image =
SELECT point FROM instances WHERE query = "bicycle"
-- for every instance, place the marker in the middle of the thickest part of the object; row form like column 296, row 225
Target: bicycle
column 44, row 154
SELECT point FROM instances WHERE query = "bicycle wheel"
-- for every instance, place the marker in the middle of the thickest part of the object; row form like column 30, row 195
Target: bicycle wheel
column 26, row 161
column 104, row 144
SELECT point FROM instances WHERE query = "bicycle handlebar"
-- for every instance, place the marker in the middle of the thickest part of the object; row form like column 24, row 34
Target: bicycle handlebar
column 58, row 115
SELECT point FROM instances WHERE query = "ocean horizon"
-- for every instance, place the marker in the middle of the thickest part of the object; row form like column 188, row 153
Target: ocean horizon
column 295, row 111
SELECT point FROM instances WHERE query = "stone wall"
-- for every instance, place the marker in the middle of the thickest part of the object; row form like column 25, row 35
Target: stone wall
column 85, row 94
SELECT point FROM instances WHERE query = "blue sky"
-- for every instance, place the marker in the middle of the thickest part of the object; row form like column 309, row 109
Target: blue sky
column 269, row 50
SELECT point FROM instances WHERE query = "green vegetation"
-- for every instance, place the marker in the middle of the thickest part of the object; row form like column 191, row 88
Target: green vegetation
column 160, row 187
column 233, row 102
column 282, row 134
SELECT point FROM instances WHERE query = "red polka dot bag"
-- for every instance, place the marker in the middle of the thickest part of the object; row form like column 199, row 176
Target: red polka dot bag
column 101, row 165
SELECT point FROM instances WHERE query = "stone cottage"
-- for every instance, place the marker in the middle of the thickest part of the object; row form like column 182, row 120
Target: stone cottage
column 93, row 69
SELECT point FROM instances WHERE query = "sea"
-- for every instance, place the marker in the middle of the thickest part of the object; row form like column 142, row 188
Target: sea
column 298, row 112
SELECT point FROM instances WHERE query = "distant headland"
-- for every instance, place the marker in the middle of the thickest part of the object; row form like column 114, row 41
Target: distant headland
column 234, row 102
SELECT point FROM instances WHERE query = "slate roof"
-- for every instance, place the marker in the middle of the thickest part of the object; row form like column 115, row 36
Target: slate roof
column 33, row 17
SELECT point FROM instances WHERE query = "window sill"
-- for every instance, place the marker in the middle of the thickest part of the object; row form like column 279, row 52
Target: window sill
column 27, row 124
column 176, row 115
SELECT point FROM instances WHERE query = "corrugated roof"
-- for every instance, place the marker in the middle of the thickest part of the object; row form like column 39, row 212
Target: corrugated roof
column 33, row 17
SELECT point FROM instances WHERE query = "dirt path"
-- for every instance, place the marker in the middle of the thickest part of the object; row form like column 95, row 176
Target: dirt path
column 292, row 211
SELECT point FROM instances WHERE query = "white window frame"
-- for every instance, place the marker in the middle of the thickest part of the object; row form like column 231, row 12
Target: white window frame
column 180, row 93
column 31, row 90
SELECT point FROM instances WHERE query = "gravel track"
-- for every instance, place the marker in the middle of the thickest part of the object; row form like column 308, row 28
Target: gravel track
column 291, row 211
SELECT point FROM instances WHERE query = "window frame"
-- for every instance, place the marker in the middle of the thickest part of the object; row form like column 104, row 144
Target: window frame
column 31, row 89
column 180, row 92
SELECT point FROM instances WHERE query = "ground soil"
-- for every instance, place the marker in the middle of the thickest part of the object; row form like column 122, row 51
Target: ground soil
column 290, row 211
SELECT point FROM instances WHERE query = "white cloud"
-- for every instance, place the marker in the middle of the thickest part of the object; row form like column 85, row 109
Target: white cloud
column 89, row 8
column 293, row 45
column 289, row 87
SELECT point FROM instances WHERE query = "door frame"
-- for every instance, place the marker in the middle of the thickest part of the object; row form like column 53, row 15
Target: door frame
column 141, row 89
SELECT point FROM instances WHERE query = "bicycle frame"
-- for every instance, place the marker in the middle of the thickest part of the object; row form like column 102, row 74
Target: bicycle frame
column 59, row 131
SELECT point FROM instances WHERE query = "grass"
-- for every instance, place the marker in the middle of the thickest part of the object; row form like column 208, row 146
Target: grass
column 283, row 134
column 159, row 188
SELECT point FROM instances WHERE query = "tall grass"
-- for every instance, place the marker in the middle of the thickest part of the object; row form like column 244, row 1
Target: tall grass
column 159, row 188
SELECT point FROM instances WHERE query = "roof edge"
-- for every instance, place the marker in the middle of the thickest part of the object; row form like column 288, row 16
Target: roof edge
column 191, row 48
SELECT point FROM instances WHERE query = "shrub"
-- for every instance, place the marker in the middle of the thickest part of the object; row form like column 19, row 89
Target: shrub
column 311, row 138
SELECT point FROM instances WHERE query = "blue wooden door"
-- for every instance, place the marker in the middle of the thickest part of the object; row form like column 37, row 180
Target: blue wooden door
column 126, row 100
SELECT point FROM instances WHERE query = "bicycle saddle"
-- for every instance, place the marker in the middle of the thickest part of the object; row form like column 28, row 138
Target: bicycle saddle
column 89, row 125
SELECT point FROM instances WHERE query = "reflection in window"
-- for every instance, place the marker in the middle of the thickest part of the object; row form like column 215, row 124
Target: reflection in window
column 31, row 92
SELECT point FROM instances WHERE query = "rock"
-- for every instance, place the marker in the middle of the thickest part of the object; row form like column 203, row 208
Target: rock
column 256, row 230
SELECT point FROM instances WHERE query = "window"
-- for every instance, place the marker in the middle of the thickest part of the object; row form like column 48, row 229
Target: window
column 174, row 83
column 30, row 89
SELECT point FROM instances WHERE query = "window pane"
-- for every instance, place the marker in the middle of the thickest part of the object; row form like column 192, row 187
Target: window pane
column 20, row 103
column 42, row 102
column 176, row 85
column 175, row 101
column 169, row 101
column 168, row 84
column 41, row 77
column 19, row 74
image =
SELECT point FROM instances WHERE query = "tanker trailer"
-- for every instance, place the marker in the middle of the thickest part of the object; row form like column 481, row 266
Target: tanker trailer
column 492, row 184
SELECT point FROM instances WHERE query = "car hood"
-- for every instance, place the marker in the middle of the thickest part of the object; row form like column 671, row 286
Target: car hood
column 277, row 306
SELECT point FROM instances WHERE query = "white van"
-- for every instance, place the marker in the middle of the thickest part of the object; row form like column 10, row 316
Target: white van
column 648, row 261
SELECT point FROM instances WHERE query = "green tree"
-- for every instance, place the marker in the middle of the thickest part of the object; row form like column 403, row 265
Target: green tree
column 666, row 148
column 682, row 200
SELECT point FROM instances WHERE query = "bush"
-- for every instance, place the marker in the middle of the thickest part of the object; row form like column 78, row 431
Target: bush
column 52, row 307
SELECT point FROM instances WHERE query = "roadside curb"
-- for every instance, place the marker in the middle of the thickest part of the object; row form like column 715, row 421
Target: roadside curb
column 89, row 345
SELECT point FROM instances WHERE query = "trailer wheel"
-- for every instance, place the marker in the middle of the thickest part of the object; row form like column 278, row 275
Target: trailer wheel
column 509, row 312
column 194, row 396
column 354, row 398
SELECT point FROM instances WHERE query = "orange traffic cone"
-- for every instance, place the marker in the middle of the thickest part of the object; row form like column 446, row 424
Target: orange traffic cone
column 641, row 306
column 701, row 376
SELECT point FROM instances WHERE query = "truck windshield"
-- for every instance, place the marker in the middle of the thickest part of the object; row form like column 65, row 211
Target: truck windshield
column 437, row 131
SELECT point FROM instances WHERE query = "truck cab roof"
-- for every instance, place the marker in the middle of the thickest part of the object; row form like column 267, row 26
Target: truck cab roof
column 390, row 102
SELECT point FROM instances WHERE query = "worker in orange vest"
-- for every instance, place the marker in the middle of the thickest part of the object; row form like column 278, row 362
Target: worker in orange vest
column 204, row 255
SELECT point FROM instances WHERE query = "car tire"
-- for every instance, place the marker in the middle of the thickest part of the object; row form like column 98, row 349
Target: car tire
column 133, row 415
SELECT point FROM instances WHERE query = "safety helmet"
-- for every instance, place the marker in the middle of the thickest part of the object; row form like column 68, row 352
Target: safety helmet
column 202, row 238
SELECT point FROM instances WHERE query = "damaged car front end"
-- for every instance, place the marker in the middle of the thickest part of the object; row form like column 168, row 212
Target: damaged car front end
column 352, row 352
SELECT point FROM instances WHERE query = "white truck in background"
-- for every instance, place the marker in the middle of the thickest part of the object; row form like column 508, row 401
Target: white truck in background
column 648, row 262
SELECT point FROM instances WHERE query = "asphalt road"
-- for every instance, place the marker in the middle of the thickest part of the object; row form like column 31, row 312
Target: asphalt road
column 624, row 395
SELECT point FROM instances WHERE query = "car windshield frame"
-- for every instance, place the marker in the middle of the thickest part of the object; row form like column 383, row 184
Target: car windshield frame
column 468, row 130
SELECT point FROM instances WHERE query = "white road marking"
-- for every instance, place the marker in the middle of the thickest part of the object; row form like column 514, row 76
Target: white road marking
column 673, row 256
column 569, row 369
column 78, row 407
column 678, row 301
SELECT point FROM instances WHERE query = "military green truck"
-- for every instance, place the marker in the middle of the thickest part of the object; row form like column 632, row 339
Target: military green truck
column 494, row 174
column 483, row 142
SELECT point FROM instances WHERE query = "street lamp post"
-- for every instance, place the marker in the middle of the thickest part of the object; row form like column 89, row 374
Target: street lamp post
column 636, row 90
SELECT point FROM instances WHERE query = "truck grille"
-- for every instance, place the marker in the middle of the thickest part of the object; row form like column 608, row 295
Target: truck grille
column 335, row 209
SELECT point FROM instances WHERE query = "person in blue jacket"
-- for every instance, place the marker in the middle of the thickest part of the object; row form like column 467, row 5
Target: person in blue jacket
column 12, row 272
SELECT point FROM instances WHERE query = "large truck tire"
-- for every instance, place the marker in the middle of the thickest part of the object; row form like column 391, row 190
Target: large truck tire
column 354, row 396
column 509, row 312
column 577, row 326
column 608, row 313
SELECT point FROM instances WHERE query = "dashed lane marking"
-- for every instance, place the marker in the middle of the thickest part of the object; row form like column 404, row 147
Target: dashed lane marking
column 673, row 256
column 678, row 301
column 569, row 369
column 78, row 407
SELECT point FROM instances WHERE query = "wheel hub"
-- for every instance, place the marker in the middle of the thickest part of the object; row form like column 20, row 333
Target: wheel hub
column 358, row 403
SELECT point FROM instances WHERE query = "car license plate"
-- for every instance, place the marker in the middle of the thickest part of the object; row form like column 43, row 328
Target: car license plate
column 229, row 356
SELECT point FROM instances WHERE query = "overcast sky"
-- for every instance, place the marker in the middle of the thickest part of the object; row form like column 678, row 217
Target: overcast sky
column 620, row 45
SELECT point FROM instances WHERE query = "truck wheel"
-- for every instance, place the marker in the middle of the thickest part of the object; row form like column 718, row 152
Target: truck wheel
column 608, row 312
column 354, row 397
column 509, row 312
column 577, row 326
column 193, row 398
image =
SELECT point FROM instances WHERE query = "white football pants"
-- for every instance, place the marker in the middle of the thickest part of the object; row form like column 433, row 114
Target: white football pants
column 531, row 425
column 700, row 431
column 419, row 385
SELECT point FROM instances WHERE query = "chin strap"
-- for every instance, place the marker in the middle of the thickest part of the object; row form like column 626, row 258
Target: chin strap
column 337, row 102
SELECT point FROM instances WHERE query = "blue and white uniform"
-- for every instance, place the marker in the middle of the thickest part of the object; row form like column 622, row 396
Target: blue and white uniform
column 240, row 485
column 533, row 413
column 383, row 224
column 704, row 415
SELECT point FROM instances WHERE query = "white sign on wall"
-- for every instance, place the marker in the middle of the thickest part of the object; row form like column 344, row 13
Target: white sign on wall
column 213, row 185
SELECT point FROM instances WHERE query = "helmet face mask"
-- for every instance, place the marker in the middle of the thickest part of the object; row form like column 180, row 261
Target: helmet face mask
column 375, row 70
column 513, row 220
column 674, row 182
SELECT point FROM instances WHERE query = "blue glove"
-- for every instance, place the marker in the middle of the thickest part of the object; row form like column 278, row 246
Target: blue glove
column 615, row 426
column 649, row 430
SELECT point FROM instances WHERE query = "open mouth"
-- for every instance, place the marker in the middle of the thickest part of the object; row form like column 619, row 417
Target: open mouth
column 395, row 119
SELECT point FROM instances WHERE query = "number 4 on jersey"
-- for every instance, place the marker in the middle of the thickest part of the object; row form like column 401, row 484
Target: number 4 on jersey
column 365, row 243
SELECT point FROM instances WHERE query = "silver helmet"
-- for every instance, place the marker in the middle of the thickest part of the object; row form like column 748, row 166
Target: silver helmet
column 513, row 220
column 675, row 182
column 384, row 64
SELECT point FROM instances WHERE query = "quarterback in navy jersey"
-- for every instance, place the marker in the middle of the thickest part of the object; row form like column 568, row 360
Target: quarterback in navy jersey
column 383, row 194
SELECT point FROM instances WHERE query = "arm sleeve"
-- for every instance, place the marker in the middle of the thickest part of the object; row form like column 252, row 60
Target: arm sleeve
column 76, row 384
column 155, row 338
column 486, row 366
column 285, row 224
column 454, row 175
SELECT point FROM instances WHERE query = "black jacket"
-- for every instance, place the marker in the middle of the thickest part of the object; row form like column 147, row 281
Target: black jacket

Written request:
Convert the records, from their start through the line that contains "column 282, row 134", into a two-column CSV headed "prompt" and "reply". Give one row per record with its text and its answer, each in a single quoted field and with line breaks replaced by spaces.

Result of the exercise:
prompt,reply
"image = SELECT point FROM instances WHERE query = ""bicycle"" -- for every instance, place the marker in the middle of the thickest part of the object; row form like column 296, row 225 Target: bicycle","column 44, row 154"
"SELECT point FROM instances WHERE query = ""bicycle wheel"" -- for every instance, place the marker in the middle of the thickest part of the object; row form like column 30, row 195 Target: bicycle wheel","column 26, row 161 column 104, row 144"
"SELECT point FROM instances WHERE query = ""bicycle handlebar"" -- for every instance, place the marker in the middle of the thickest part of the object; row form like column 24, row 34 Target: bicycle handlebar","column 58, row 115"
"SELECT point FROM instances WHERE query = ""ocean horizon"" -- for every instance, place the marker in the middle of the thickest part of the object; row form like column 188, row 153 Target: ocean horizon","column 295, row 111"
"SELECT point FROM instances WHERE query = ""stone wall"" -- for every instance, place the marker in the middle of the thickest part of the object; row form like column 25, row 35 Target: stone wall","column 85, row 94"
"SELECT point FROM instances WHERE query = ""blue sky"" -- for every instance, place the marker in the middle of the thickest part of the object; row form like column 309, row 109 Target: blue sky","column 269, row 50"
"SELECT point FROM instances WHERE query = ""green vegetation"" -- for every instance, place the marker in the middle of the thickest part of the object; row form like column 191, row 88 Target: green vegetation","column 160, row 187 column 233, row 102 column 282, row 134"